╔══
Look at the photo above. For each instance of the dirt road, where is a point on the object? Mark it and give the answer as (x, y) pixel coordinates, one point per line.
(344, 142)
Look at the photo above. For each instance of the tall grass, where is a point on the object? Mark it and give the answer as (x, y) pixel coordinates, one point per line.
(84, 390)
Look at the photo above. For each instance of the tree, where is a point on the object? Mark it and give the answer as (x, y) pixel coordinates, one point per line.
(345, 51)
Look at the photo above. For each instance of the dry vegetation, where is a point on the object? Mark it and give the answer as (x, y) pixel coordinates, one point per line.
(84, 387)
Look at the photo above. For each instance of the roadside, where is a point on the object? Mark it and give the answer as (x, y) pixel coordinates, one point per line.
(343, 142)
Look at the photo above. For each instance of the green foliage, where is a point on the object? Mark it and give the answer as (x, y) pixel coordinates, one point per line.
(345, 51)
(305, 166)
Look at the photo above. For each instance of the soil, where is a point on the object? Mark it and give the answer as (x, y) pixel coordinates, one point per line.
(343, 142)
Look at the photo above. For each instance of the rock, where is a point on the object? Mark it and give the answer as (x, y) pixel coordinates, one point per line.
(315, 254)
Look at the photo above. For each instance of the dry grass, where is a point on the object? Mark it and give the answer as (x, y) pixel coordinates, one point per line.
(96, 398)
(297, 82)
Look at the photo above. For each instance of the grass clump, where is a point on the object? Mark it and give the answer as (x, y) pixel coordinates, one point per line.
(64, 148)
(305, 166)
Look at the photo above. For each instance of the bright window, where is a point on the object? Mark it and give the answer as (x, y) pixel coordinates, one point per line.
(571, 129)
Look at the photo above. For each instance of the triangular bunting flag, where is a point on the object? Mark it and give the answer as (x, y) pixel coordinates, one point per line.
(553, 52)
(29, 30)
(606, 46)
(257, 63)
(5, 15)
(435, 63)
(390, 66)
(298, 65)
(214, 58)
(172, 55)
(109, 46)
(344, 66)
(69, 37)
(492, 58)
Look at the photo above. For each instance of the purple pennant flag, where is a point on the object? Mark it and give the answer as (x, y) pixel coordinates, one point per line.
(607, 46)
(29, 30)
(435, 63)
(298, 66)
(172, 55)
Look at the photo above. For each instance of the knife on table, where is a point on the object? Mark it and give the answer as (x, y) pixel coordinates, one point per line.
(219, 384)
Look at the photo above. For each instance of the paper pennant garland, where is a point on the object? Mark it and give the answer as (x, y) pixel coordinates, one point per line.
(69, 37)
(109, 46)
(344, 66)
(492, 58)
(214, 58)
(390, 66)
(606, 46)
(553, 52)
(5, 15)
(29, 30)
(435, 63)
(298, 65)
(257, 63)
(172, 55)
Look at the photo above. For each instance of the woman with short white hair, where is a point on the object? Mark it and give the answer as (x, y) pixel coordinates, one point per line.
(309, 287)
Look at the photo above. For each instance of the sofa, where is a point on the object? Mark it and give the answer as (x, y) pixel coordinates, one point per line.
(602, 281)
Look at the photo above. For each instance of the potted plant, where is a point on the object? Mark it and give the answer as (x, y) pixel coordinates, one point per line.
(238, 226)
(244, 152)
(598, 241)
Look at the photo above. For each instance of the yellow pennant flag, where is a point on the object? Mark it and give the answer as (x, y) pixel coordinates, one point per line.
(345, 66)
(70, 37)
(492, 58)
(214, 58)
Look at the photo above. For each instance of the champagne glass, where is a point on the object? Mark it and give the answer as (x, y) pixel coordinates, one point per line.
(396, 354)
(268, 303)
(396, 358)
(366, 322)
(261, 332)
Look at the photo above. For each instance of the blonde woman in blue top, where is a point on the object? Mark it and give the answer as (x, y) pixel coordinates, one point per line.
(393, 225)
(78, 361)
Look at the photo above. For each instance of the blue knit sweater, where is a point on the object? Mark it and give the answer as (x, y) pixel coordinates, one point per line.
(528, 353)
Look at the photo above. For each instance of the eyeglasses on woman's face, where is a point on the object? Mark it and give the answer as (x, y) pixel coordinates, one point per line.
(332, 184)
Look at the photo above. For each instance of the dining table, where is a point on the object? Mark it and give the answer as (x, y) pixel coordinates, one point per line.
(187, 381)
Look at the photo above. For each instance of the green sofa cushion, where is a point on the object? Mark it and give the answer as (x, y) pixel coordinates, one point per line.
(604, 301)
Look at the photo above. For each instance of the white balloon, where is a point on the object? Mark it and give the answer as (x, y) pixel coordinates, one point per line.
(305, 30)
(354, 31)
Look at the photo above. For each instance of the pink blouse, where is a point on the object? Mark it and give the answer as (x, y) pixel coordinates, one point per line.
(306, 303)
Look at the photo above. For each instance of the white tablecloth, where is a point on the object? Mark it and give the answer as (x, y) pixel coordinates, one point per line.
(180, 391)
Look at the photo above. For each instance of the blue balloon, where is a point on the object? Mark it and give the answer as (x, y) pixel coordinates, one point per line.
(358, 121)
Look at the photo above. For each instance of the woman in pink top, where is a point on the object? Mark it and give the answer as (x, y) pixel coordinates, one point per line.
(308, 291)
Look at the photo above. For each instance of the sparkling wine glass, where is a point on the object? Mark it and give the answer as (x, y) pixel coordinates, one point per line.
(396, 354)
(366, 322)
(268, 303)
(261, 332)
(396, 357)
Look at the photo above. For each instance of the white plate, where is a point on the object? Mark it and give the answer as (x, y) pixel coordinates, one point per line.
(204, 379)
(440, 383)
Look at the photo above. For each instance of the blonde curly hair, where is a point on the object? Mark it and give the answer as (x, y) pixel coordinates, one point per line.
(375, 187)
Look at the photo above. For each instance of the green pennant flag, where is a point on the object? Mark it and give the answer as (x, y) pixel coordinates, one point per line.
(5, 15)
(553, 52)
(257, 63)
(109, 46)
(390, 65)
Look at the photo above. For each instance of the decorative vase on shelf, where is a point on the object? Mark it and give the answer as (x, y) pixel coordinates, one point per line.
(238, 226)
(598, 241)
╚══
• [Problem to solve]
Return each entry from the material above exactly as it appears.

• [Answer to this exercise]
Look at the photo above. For each instance of the dirt road, where is a point on the object? Mark it and give the answer as (x, y) pixel coordinates, one point per line.
(344, 142)
Look at the photo above. For each instance of the tall grass, where is a point on the object? Mark it and give the answer as (x, y) pixel coordinates, one point per line.
(84, 390)
Look at the photo above. For each instance of the tree, where is a point on the object? Mark it and give the answer as (x, y) pixel coordinates, one point per line.
(345, 51)
Look at the photo above. For each instance of the dry vegetation, where is a point on the object? Mark it and give the answer as (x, y) pixel coordinates, one point per line.
(84, 387)
Look at the photo above. For each instance of the roadside, where is a point on the object? Mark it and give the answer as (x, y) pixel coordinates, one point per line.
(343, 142)
Look at the photo above. For each instance of the green foliage, where is a point on the object? Mark it and give the answer as (x, y) pixel coordinates, one point per line.
(345, 51)
(305, 166)
Look at the photo above. For each instance of the soil, where is a point on the object? Mark it and give the answer as (x, y) pixel coordinates, one point per line.
(343, 142)
Look at the photo above. For each instance of the rock, where is a point on the object? Mark it and give the answer as (x, y) pixel coordinates, one point per line.
(315, 254)
Look at the photo above. For each instance of the dry grass, where is a point on the object? Mark it and give the answer as (x, y) pixel coordinates, one point per line.
(96, 398)
(297, 82)
Look at the photo above. For each instance of the grass clump, where is a point on the object? Mark it and give the answer as (x, y) pixel coordinates, one point per line.
(64, 148)
(305, 166)
Look at the photo above. For each instance of the bright window, where is a point on the object? Mark it and give the answer as (x, y) pixel coordinates, one point per line.
(571, 129)
Look at the photo above. For each instance of the triangular bunting flag, where is a point on the object? Mark it and give the answer as (x, y) pixel coordinates, one point per line.
(553, 52)
(29, 30)
(606, 46)
(257, 63)
(5, 15)
(435, 63)
(390, 66)
(298, 65)
(214, 58)
(172, 55)
(109, 46)
(344, 66)
(69, 37)
(492, 58)
Look at the photo above. For each instance of the purple pennant flag, where is a point on the object? Mark it and give the answer as (x, y) pixel coordinates, one point per line.
(607, 46)
(29, 30)
(435, 63)
(298, 66)
(172, 55)
Look at the photo above. For each instance of the knife on table, where is a point on the object? Mark it and give the answer as (x, y) pixel coordinates, one point per line.
(219, 384)
Look at the photo above. For each instance of the paper pennant garland, where is a point on the object? Mark it and give the answer as (x, y) pixel coordinates, one point per line.
(69, 37)
(109, 46)
(344, 66)
(492, 58)
(214, 58)
(390, 66)
(606, 46)
(553, 52)
(5, 15)
(29, 30)
(435, 63)
(298, 65)
(257, 63)
(172, 55)
Look at the photo above. For each instance of the woman with short white hair, where is a point on the object? Mark it and give the answer as (x, y) pixel coordinates, one point per line.
(309, 287)
Look at the photo above. For each instance of the sofa, where is a point on the object? Mark it and give the answer as (x, y) pixel coordinates, one point per line.
(602, 281)
Look at the photo above. For each instance of the potted plant, where is a point on the object? Mark it and give the answer as (x, y) pixel coordinates, one point per line.
(238, 226)
(244, 152)
(598, 241)
Look at the photo above. For each instance of the yellow pennant flag, where is a point on the object? Mark it and give the answer as (x, y) pixel coordinates, one point per line.
(345, 66)
(70, 37)
(492, 58)
(214, 58)
Look at the photo above. For each instance of the champagne glass, where is a point on the object? Mark it and give the answer as (x, y) pixel coordinates, one point per line.
(396, 354)
(268, 303)
(396, 358)
(366, 322)
(261, 332)
Look at the photo above. For each instance of the blonde woman in blue top, where is a point on the object? Mark it and give the answer as (x, y) pixel coordinates, one point per line.
(393, 225)
(78, 361)
Look at the photo above. For each instance of the blue knit sweater, where is a point on the object? Mark it and give the answer as (x, y) pixel coordinates, one point per line.
(528, 353)
Look at the photo above. For each instance of the eyeglasses on woman's face, where is a point on the object? Mark it and give the answer as (x, y) pixel coordinates, one point per line.
(332, 184)
Look at the photo above. For each instance of the dining table, where is a point on the object? Mark it and give the answer as (x, y) pixel coordinates, one point per line.
(187, 381)
Look at the photo above. For each instance of the green sofa cushion, where is a point on the object? Mark it and give the answer as (x, y) pixel coordinates, one point per line.
(604, 301)
Look at the photo above. For each instance of the white balloon, where is a point on the object? Mark it and give the answer as (x, y) pixel coordinates, one point per line.
(305, 30)
(354, 31)
Look at the photo above. For each instance of the pink blouse, where is a point on the object? Mark it and give the answer as (x, y) pixel coordinates, one point per line.
(306, 303)
Look at the photo above. For each instance of the white tablecloth, where is a point on the object? Mark it and give the answer as (x, y) pixel coordinates, one point per line.
(180, 391)
Look at the photo above. For each instance of the blue balloon, where is a point on the object? Mark it and give the answer as (x, y) pixel coordinates, one point per line.
(358, 121)
Look at the photo above. For each instance of the woman in pink top, where is a point on the object? Mark it and give the answer as (x, y) pixel coordinates, one point per line.
(308, 291)
Look at the photo above. For each instance of the sparkling wine glass, where is a point on the object? Mark it and give the answer as (x, y) pixel coordinates, one point per line.
(396, 354)
(366, 322)
(268, 303)
(261, 332)
(396, 357)
Look at the photo above. For each instance of the white plate, where is a point on the object? Mark it and give the answer as (x, y) pixel coordinates, one point per line.
(204, 379)
(440, 383)
Look at the photo above. For each instance of the blonde curly hair, where is a point on the object? Mark it and give the answer as (x, y) pixel coordinates, one point per line.
(375, 187)
Look at the photo above. For each instance of the green pennant flag, where is a point on the object? Mark it and give the answer as (x, y) pixel coordinates, one point per line.
(5, 15)
(553, 52)
(257, 63)
(109, 46)
(390, 65)
Look at the photo above. For each instance of the decorative vase on shelf, where is a point on the object? Mark it and give the answer as (x, y) pixel coordinates, one point per line.
(238, 226)
(598, 241)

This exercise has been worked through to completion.